## Problem requirements:
Rewrite the stretch from the line containing "[locate] the bridge railing" through the end of the entries, changing every "cloud" to "cloud bank" and keeping all else the same.

[Location labeling records]
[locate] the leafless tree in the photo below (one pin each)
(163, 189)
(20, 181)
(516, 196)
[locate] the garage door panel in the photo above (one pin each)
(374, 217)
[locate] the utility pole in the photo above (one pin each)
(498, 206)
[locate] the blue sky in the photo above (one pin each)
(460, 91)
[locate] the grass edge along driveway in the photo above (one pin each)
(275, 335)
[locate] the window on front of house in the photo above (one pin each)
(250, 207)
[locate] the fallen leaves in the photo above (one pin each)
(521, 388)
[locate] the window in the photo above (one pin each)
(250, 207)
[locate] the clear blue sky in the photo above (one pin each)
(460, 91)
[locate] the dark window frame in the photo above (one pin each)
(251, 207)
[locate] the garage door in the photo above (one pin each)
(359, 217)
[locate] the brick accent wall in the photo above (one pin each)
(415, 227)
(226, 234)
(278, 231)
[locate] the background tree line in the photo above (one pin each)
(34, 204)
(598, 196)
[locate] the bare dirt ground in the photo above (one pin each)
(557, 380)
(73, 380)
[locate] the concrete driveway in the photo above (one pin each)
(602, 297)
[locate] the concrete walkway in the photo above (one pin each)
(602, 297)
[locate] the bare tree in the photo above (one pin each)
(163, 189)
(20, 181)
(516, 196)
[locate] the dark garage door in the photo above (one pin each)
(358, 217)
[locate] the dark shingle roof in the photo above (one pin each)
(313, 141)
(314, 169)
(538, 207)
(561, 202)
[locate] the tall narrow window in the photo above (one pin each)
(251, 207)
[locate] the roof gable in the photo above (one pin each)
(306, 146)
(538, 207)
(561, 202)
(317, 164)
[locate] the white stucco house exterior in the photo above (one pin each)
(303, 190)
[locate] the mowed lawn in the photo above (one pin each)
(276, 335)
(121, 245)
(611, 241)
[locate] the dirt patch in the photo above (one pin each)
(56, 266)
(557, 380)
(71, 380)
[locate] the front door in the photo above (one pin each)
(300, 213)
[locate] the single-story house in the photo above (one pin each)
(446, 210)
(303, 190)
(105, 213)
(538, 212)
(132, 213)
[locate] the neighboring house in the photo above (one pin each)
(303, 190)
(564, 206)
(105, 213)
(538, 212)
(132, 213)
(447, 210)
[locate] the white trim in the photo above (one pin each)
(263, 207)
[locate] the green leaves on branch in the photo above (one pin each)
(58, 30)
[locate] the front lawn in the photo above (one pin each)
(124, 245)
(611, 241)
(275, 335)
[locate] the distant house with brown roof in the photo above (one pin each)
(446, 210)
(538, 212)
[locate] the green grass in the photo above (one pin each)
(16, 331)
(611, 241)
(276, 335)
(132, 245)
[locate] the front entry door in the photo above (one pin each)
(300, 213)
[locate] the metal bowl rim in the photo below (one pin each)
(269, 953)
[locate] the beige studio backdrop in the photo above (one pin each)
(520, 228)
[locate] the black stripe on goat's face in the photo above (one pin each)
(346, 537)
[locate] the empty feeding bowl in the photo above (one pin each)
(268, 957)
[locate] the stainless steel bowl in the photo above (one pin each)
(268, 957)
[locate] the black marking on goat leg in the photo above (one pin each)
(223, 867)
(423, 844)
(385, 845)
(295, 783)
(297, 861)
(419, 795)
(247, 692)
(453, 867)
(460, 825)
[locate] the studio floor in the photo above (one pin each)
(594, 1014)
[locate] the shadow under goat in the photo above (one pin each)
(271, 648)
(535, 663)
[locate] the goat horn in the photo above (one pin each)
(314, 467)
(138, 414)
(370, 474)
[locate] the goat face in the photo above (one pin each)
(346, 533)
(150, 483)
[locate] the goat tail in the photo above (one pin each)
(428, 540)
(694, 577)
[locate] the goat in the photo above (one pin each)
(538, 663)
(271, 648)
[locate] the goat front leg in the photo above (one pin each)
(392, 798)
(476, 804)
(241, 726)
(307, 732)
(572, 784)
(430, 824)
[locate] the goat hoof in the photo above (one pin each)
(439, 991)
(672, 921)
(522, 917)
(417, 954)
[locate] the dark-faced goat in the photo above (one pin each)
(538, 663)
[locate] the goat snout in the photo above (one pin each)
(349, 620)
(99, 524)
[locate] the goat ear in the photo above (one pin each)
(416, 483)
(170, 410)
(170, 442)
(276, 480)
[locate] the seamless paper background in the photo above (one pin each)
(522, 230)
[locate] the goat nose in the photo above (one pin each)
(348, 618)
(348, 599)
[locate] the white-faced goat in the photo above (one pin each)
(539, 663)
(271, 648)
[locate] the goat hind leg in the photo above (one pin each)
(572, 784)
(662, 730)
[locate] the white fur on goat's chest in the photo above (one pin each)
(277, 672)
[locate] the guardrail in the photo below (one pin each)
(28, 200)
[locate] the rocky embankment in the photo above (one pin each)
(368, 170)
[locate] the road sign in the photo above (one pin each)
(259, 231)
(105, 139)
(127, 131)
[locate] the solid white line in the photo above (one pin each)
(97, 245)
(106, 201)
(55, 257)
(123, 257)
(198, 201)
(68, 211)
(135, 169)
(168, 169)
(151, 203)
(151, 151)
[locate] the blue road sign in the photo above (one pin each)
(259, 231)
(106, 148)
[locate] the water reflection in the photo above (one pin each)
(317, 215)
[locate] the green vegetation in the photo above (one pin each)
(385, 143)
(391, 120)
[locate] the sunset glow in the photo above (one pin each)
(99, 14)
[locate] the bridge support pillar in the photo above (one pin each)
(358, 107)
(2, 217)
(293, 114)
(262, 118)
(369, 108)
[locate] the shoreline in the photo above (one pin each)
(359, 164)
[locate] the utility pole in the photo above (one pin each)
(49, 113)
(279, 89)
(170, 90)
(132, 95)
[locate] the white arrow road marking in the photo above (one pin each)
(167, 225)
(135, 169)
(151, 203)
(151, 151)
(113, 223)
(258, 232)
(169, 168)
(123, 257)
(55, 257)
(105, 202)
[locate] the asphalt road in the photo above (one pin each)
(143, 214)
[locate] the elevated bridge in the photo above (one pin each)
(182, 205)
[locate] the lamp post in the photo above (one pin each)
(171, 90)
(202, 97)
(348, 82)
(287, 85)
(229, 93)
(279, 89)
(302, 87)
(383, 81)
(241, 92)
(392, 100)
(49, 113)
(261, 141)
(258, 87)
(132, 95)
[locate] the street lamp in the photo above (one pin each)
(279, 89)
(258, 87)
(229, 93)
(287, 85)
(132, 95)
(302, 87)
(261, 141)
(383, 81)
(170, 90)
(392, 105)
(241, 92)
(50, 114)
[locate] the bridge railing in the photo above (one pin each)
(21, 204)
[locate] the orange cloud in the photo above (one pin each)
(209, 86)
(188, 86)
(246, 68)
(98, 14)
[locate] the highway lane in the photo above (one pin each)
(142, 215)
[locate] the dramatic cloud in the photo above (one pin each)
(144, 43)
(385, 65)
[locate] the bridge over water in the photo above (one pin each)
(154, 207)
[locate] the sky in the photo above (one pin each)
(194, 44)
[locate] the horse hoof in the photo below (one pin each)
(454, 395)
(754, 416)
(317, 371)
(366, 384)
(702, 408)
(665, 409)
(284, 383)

## Task output:
[locate] the bridge railing in the photo above (one pin each)
(21, 204)
[locate] the orange cloud bank in the photo above (one pin each)
(209, 86)
(188, 86)
(246, 68)
(98, 14)
[locate] the highway lane in the photo above (one pin each)
(142, 215)
[locate] the dramatic cloud bank in the photo above (one pin each)
(144, 43)
(385, 65)
[locate] the bridge over water in the photo above (one pin each)
(154, 207)
[locate] the sky in the photo above (one pin each)
(194, 44)
[locate] the horse hoof in the photo below (one pin each)
(454, 395)
(754, 416)
(317, 371)
(366, 384)
(702, 408)
(665, 409)
(284, 383)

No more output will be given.